- _Vos tâches_
1. Dans le texte sur Selma Hajri, dans quelle revue de médecine l’étude sur le coût de l’avortement médicamenteux a-t-elle été publiée ?
2. Recopiez à l’identique le texte sur Selma Hajri depuis « Publié dans la » jusqu’à « et Moyen-Orient (ASFAMM). » inclus.
3. Poursuivez le texte sur Selma Hajri à la suite de sa dernière phrase.

- _Texte fourni_
L’engagement de Selma Hajri, 70 ans, ne date pas d’hier. Pour comprendre son importance, il faut remonter au début des années 2000, lorsqu’elle coordonne une étude sur le coût de l’avortement médicamenteux afin de le rendre accessible dans le Sud global.
Publié dans la plus prestigieuse des revues de médecine internationale, The Lancet, ce travail a donné naissance au protocole qui permet de réduire les coûts. Il est à l’heure actuelle utilisé dans la majorité des pays qui autorisent la pilule abortive, y compris en France. Vingt ans plus tard, la militante est toujours l’un des piliers de l’association Tawhida Ben Cheikh pour l’aide médicale, fondée en 2012 à Tunis et qui plaide pour la justice reproductive et l’éducation sexuelle. Elle anime également le Mouvement méditerranéen pour le droit et l’accès à l’avortement (MARA) et occupe la vice-présidence de l’Association pour la santé des femmes en Afrique Maghreb et Moyen-Orient (ASFAMM).

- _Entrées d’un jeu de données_
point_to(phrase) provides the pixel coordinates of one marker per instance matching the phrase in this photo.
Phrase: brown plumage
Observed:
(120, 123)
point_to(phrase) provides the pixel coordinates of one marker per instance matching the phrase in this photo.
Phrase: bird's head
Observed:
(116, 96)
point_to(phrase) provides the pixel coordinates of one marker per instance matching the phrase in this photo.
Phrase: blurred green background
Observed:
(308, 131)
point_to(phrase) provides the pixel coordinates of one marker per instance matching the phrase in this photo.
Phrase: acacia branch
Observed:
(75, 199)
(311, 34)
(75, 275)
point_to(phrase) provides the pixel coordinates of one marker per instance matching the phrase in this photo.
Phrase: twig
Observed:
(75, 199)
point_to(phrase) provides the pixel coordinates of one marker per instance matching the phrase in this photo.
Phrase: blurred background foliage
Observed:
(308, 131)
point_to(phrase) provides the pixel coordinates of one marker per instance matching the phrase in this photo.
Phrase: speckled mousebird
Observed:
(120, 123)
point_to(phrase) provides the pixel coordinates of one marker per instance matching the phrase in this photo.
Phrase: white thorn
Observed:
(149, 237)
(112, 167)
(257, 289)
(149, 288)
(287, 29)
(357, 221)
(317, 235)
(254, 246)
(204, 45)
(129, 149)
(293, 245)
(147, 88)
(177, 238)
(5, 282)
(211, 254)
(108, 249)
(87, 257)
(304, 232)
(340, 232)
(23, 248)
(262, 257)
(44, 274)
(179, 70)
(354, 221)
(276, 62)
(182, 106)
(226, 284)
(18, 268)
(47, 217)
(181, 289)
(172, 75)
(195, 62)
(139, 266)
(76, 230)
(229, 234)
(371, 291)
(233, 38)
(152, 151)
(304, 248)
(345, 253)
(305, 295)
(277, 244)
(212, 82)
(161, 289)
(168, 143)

- _Réponses par tâche_
1. Dans The Lancet.

2.
Publié dans la plus prestigieuse des revues de médecine internationale, The Lancet, ce travail a donné naissance au protocole qui permet de réduire les coûts. Il est à l’heure actuelle utilisé dans la majorité des pays qui autorisent la pilule abortive, y compris en France. Vingt ans plus tard, la militante est toujours l’un des piliers de l’association Tawhida Ben Cheikh pour l’aide médicale, fondée en 2012 à Tunis et qui plaide pour la justice reproductive et l’éducation sexuelle. Elle anime également le Mouvement méditerranéen pour le droit et l’accès à l’avortement (MARA) et occupe la vice-présidence de l’Association pour la santé des femmes en Afrique Maghreb et Moyen-Orient (ASFAMM).

3.
En septembre 2023, vous avez célébré le cinquantenaire de la légalisation de l’IVG en Tunisie en sonnant l’alarme. Longtemps érigée en exemple en matière d’IVG, la Tunisie voit-elle, actuellement, ce droit menacé ?
Sans que le droit soit remis en cause dans le champ politique, l’accès réel des femmes à l’IVG est de plus en plus difficile, notamment pour les plus pauvres et les moins urbaines. En 2014, le Fonds des Nations unies pour la population (UNFPA) ne recensait plus que deux hôpitaux réalisant des IVG chirurgicales dans tout le pays et, pendant la pandémie de Covid-19, nous avons fait face à une grave pénurie de médicaments abortifs. La dégradation de l’offre de services de santé sexuelle et reproductive est importante et rapide, bien que nous ne puissions la décrire avec précision puisque le Planning familial tunisien lui-même ne publie plus de statistiques depuis plusieurs années.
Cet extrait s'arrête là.